Reproduce the whole listing, character for character.

━━━━━ Data records

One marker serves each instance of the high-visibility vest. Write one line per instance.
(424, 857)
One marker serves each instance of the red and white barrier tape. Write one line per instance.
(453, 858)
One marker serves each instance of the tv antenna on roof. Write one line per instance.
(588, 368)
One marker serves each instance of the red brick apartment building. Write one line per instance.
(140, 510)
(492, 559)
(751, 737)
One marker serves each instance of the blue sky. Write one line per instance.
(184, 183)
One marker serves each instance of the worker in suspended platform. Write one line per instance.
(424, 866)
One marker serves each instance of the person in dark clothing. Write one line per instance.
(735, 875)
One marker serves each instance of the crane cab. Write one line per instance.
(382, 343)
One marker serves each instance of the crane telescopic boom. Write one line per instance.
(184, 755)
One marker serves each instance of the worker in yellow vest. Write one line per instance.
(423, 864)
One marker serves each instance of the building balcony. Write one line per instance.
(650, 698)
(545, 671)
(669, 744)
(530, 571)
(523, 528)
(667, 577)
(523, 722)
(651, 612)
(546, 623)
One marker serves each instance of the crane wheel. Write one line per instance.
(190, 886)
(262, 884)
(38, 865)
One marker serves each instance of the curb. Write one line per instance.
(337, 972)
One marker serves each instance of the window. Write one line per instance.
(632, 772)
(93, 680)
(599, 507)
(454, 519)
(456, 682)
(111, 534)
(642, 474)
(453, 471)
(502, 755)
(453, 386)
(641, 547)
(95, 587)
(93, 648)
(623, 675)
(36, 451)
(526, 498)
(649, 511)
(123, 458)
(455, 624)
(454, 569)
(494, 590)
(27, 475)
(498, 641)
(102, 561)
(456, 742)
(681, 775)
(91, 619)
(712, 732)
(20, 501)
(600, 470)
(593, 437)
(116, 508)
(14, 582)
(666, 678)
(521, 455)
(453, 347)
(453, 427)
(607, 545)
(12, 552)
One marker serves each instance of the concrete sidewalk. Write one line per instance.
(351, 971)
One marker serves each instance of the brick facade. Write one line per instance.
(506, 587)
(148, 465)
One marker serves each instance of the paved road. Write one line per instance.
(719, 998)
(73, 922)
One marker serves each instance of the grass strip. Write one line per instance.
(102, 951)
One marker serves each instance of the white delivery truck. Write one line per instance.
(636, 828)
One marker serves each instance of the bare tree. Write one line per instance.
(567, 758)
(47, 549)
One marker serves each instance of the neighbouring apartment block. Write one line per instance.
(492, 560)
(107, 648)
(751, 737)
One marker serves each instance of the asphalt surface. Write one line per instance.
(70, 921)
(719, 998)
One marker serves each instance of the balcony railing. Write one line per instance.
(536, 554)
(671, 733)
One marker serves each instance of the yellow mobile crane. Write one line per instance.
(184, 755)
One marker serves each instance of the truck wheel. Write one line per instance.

━━━━━━━━━━

Answer to the exercise:
One marker serves each instance of the high-visibility vest. Write one line per instance.
(424, 857)
One marker serves each instance of the red and white barrier tape. Write one line per instance.
(453, 858)
One marker serves each instance of the tv antenna on roof. Write one line per instance.
(588, 368)
One marker serves each instance of the red brick apartment building. Write one line per instance.
(140, 510)
(492, 559)
(751, 737)
One marker serves each instance of the blue sky. Write one line per instance.
(184, 183)
One marker serves each instance of the worker in suspended platform. Write one line per instance.
(424, 866)
One marker serves each instance of the person in dark clothing. Write one line per instance.
(735, 875)
One marker serves each instance of the crane cab. Write one line per instance.
(382, 343)
One marker serves each instance of the crane telescopic boom. Write one line per instance.
(184, 755)
One marker serves each instance of the worker in yellow vest. Write one line per instance.
(423, 864)
One marker serves each instance of the building balcony. Write one line per instance.
(650, 698)
(545, 671)
(669, 744)
(530, 571)
(523, 528)
(667, 577)
(523, 722)
(651, 612)
(546, 623)
One marker serves each instance of the crane wheel. Write one line per instance.
(190, 886)
(262, 884)
(38, 865)
One marker serves each instance of the curb. Write one line per instance.
(337, 972)
One marker serves each instance of the window. Write one line per instance.
(632, 772)
(93, 680)
(599, 507)
(454, 519)
(456, 682)
(111, 534)
(642, 474)
(453, 471)
(502, 755)
(453, 386)
(641, 547)
(95, 587)
(93, 648)
(623, 675)
(36, 451)
(526, 498)
(649, 511)
(123, 458)
(455, 624)
(454, 569)
(494, 590)
(27, 475)
(498, 641)
(102, 561)
(456, 742)
(681, 775)
(91, 619)
(712, 732)
(20, 501)
(600, 470)
(593, 437)
(116, 508)
(14, 582)
(666, 678)
(521, 455)
(453, 347)
(453, 427)
(607, 545)
(12, 552)
One marker serves each instance of the concrete sidewalk. Write one line per instance.
(351, 971)
One marker serves each instance of the brick facade. Write one line per instance.
(506, 587)
(148, 465)
One marker serves each instance of the paved road. Write one line per instance.
(719, 998)
(73, 922)
One marker serves each instance of the grass strip. Write one line per instance.
(102, 951)
One marker serves each instance of the white delivery truck. Write one line per instance.
(636, 828)
One marker serves each instance of the bare tree. Write one line per instance.
(567, 758)
(47, 549)
One marker serves each instance of the neighbouring apartment block. Write one line per instance.
(492, 560)
(107, 648)
(751, 737)
One marker serves each instance of the asphalt surface. Write one line per instance.
(70, 921)
(719, 998)
One marker serves each instance of the balcony railing. Write one line per instance.
(536, 554)
(671, 733)
One marker serves each instance of the yellow mobile crane. Write one line per instance.
(184, 755)
One marker serves each instance of the truck wheel. Write one line per instance.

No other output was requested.